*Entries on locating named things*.
....
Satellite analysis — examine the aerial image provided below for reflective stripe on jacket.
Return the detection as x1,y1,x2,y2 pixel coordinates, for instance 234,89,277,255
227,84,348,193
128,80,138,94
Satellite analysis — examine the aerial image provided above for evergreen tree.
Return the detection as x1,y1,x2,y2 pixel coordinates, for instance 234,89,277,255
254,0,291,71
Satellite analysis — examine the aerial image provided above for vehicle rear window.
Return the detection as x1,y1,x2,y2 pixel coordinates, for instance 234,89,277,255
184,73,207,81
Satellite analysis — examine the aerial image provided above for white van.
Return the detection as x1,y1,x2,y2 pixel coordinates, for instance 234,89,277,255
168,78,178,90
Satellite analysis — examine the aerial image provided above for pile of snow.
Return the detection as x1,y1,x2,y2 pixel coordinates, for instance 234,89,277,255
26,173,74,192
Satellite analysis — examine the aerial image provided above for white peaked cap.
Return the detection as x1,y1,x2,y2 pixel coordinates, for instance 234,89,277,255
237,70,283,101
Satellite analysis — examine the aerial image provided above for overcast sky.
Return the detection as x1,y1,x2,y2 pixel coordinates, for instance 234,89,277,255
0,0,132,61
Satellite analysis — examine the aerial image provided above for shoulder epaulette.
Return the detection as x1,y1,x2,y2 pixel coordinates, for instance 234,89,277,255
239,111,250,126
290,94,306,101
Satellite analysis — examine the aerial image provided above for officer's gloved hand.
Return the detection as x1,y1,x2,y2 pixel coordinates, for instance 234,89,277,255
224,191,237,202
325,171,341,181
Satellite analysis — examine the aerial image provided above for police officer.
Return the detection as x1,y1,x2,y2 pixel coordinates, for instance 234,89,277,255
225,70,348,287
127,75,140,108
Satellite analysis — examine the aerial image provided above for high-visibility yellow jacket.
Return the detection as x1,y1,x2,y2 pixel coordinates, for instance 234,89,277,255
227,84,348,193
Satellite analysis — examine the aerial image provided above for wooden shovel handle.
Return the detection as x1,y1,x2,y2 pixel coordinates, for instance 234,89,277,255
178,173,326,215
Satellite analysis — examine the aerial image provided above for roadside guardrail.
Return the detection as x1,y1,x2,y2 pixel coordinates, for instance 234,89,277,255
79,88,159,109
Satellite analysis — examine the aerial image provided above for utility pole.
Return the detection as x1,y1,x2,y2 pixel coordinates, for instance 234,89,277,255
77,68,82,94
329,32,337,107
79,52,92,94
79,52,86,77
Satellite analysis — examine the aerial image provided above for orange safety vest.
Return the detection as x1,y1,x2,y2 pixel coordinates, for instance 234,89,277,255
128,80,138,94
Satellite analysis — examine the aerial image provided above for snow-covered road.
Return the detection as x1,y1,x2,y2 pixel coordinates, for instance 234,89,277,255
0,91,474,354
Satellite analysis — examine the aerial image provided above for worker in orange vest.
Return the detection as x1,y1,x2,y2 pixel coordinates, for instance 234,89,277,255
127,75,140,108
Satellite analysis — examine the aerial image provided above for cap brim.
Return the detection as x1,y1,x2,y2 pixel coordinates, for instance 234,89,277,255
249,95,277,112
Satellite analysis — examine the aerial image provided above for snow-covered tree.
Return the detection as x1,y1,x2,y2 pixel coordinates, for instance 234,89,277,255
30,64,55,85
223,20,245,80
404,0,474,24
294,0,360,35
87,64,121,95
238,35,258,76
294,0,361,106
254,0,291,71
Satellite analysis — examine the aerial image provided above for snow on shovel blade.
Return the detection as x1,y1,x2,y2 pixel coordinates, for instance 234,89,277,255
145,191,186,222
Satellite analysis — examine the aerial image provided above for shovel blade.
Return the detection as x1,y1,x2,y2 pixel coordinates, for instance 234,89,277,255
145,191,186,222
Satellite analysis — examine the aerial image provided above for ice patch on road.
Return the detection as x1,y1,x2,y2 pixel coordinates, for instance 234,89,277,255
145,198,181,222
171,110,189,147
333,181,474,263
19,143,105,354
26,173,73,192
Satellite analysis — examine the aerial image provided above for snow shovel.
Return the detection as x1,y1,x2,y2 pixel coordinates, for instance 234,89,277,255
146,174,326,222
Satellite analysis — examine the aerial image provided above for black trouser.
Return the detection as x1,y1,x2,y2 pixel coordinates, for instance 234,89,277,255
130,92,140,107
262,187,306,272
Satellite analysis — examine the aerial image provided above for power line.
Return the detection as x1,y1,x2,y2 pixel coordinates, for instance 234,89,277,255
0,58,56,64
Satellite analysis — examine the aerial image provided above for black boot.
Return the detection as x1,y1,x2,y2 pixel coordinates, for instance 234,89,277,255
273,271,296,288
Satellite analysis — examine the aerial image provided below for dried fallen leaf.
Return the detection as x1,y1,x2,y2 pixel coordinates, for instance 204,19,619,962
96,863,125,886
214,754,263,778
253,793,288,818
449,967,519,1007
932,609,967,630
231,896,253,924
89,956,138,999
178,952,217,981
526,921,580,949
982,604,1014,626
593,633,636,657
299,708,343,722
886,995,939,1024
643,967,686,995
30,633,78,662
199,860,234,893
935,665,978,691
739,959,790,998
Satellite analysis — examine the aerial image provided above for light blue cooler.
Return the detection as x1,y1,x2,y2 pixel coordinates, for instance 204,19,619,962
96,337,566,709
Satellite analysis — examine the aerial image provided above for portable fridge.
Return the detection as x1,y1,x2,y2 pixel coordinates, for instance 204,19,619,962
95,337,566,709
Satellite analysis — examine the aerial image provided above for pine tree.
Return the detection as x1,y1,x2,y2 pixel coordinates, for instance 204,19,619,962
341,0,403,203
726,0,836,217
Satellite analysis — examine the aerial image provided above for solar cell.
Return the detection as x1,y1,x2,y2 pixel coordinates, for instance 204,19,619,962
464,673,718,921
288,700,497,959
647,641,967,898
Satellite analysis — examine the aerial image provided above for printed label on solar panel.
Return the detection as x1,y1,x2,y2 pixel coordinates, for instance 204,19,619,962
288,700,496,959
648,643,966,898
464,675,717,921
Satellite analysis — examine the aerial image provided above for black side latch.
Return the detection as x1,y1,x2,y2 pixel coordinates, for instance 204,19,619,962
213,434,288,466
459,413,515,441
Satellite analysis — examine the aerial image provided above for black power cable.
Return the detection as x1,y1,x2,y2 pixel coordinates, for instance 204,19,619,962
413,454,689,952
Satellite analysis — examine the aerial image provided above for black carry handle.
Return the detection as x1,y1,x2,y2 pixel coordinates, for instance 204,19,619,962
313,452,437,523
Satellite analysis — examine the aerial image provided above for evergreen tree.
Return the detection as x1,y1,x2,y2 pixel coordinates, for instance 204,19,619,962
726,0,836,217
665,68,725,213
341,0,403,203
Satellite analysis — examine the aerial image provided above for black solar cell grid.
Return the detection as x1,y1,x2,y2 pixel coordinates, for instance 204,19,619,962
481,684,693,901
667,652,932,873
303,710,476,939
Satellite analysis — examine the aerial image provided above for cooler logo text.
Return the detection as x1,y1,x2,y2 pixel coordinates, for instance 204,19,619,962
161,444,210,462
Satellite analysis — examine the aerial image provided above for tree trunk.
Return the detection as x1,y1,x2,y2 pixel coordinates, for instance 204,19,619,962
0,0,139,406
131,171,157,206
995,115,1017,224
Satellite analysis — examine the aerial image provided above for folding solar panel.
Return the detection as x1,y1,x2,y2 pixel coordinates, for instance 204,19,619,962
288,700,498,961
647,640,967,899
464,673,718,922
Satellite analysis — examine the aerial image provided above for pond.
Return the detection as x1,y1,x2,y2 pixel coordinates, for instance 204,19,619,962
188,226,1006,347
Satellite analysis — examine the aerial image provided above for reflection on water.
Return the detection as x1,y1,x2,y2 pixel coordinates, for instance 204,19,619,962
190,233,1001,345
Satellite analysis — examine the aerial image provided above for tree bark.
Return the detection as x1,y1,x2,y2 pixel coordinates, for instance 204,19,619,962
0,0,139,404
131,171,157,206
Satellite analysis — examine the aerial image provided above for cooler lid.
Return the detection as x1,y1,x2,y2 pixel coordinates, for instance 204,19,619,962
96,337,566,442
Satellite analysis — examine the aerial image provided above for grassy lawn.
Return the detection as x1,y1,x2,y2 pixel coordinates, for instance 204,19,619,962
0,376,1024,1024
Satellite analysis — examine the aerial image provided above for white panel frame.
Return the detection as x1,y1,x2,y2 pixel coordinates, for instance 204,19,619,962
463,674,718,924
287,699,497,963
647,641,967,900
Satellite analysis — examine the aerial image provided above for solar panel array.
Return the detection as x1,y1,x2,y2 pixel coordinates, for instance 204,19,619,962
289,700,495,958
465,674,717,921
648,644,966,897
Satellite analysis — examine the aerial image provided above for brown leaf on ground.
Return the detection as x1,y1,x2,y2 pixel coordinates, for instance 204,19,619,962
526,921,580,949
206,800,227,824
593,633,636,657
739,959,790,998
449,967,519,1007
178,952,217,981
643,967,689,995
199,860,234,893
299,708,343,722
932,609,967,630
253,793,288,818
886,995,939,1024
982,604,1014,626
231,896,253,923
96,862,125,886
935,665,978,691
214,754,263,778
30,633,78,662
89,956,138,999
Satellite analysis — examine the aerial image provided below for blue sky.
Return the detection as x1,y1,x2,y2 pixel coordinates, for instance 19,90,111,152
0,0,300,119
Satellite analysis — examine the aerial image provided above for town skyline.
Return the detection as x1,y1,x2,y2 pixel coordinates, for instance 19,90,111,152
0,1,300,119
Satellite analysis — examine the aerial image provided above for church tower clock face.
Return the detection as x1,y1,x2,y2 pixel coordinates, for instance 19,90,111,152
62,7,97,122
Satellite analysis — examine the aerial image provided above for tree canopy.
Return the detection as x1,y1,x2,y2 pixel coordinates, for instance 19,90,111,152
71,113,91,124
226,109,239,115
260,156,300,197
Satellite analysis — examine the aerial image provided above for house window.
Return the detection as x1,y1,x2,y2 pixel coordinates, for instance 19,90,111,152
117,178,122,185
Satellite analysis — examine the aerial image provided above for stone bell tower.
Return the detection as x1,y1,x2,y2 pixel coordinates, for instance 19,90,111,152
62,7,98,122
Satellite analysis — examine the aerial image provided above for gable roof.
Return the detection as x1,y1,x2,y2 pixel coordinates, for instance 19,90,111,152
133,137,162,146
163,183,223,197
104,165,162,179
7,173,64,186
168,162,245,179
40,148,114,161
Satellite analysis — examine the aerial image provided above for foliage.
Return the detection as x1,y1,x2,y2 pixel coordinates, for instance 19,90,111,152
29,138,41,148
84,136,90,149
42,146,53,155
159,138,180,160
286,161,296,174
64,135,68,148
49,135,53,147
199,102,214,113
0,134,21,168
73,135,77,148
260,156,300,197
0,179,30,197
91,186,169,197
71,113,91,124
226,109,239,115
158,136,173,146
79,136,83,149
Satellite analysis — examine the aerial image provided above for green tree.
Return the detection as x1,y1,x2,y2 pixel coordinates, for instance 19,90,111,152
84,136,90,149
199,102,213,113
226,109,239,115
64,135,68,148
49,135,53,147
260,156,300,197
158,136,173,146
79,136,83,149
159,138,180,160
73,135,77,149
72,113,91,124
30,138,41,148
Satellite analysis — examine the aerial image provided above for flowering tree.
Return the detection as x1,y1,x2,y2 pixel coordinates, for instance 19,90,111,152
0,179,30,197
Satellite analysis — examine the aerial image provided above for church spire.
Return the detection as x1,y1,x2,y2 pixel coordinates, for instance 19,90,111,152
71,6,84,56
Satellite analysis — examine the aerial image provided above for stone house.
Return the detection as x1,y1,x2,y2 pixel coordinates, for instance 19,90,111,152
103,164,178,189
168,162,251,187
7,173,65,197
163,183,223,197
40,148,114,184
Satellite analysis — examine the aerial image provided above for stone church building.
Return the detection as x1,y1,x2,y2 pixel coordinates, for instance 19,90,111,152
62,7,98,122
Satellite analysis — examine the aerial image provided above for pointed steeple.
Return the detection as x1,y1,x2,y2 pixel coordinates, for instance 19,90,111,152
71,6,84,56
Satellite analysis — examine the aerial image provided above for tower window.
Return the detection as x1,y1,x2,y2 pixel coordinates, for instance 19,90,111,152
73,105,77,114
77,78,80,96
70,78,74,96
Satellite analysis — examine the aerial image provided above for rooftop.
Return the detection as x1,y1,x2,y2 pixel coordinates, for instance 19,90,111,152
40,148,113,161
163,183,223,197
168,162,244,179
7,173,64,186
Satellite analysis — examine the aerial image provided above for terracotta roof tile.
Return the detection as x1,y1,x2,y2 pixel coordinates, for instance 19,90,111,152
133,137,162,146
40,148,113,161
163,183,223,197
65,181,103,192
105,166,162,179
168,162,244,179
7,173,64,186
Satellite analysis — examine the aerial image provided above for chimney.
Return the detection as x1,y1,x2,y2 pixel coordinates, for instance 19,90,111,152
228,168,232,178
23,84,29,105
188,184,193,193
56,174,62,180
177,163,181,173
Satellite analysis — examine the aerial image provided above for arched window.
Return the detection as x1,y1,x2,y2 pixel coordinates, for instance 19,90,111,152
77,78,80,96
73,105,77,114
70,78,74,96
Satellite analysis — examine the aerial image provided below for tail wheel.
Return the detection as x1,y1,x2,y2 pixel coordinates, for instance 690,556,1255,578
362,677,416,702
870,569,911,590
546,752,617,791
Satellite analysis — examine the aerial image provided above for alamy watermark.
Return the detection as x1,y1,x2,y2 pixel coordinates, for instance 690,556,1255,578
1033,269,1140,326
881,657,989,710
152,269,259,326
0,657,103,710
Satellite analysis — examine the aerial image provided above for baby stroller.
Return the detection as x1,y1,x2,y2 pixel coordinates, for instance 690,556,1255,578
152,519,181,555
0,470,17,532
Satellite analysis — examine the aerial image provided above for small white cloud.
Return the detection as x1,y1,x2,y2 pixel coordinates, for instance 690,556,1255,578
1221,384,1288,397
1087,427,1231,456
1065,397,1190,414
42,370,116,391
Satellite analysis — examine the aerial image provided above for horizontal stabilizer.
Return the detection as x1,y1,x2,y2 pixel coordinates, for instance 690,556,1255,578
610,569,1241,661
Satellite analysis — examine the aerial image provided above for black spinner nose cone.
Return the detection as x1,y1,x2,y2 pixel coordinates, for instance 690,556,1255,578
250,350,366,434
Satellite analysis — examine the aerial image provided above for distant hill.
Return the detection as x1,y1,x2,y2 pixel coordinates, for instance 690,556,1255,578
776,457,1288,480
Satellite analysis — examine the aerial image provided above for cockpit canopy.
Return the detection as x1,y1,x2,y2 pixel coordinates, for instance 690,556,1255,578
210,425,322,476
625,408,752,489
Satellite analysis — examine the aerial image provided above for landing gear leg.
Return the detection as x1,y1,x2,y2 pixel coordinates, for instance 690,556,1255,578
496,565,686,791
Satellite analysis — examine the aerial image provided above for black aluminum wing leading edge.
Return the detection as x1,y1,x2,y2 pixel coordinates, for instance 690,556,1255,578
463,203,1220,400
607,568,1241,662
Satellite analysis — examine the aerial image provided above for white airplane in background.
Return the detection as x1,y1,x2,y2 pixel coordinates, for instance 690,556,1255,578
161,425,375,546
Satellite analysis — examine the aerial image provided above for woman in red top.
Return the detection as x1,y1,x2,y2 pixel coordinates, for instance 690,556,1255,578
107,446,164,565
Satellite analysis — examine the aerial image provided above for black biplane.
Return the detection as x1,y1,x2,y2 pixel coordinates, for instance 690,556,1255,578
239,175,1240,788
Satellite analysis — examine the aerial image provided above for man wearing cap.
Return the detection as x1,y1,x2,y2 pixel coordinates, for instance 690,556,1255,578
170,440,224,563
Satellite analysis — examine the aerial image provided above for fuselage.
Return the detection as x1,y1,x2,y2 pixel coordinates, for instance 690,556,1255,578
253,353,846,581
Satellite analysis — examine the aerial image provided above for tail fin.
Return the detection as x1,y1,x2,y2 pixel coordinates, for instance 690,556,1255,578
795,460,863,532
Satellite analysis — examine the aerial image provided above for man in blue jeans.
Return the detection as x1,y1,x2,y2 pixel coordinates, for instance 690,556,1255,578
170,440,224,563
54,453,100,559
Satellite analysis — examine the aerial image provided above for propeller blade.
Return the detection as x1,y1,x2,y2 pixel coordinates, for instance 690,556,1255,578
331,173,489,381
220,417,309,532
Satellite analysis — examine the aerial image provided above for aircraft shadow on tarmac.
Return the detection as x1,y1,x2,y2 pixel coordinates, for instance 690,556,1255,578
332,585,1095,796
....
*What this task involves*. From the start of the items through the line containing "290,94,306,101", lay out those lines as a JSON list of strings, one string per line, with blank lines left out.

*Solution for this task*.
[
  "Satellite analysis — examine the aerial image provided below for reflective stripe on jacket.",
  "Return the detection as x1,y1,x2,y2 pixel coordinates, for instance 234,89,277,255",
  "227,84,348,193",
  "128,80,138,94",
  "Satellite analysis — examine the aerial image provided above for evergreen tree.",
  "Return the detection as x1,y1,x2,y2 pixel coordinates, for instance 234,89,277,255",
  "254,0,291,71",
  "Satellite analysis — examine the aerial image provided above for vehicle rear window.",
  "Return the detection as x1,y1,x2,y2 pixel coordinates, for instance 234,89,277,255",
  "184,73,207,81",
  "Satellite analysis — examine the aerial image provided above for white van.",
  "Return the detection as x1,y1,x2,y2 pixel coordinates, for instance 234,89,277,255",
  "168,78,178,90",
  "Satellite analysis — examine the aerial image provided above for pile of snow.",
  "Return the detection as x1,y1,x2,y2 pixel coordinates, for instance 234,89,277,255",
  "26,173,74,192",
  "Satellite analysis — examine the aerial image provided above for white peaked cap.",
  "Return the detection as x1,y1,x2,y2 pixel coordinates, for instance 234,89,277,255",
  "237,70,283,101",
  "Satellite analysis — examine the aerial image provided above for overcast sky.",
  "Return the detection as x1,y1,x2,y2 pixel coordinates, for instance 234,89,277,255",
  "0,0,132,61",
  "Satellite analysis — examine the aerial image provided above for shoulder epaulette.",
  "Return the detection as x1,y1,x2,y2 pixel coordinates, for instance 234,89,277,255",
  "239,111,250,126",
  "290,94,306,101"
]